◆ **Text shown**:
Scientific classification
- Kingdom: Fungi
- Division: Basidiomycota
- Class: Agaricomycetes
- Order: Agaricales
- Family: Marasmiaceae
- Genus: Marasmius
- Species: M. oreades
- Binomial name: Marasmius oreades (Bolton) Fr (1836)

= Marasmius oreades =

- Genus: Marasmius
- Species: oreades
- Authority: (Bolton) Fr (1836)
- Conservation status: G5

Species of fungus

Marasmius oreades, also known as the fairy ring mushroom, fairy ring champignon or Scotch bonnet, is a mushroom native to North America and Europe. Its common names can cause confusion, as many other mushrooms grow in fairy rings, such as the edible Agaricus campestris and the poisonous Chlorophyllum molybdites. It also resembles some toxic species, but is itself a choice edible mushroom.

[Natural language region descriptions]
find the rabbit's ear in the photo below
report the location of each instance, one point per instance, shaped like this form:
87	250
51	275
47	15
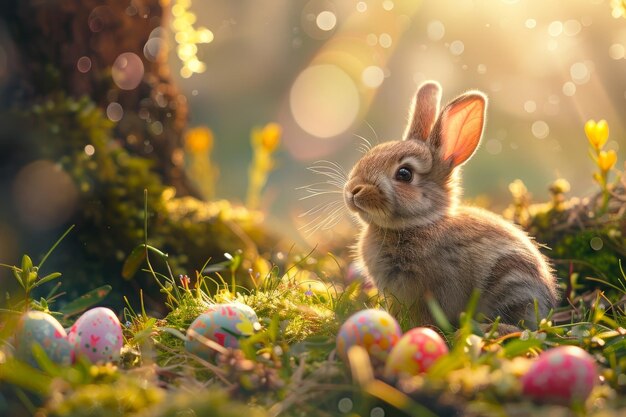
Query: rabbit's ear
460	127
424	111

◆ **Exercise tasks**:
a) Translate this sentence from the fairy ring mushroom text into Spanish: "Marasmius oreades, also known as the fairy ring mushroom, fairy ring champignon or Scotch bonnet, is a mushroom native to North America and Europe."
b) Please write what follows the last sentence of the fairy ring mushroom text.

◆ **Answers for the tasks**:
a) Marasmius oreades, también conocido como hongo de los anillos de hadas, champiñón de los anillos de hadas o bonete escocés, es un hongo originario de América del Norte y Europa.

b)
==Description==

The cap is 1–5 cm across; it is bell-shaped with a somewhat inrolled margin at first, becoming broadly convex with an even or uplifted margin. It usually retains a slight central bump and is dry, smooth, pale tan or buff (occasionally white), or reddish tan; it usually changes color markedly as it dries out; the margin is sometimes faintly lined.

The bare, pallid, and tough stem grows up to about 2-6 cm tall and 2-6 mm in diameter.

The gills are attached to the stem or free from it, fairly thick and spaced apart, and white or pale tan, with a cyanide-like odor and producing a white spore print. The spores measure 7–10 μm × 4–6 μm; they are smooth, elliptical, and inamyloid. Cystidia are absent. The pileipellis is without broom cells.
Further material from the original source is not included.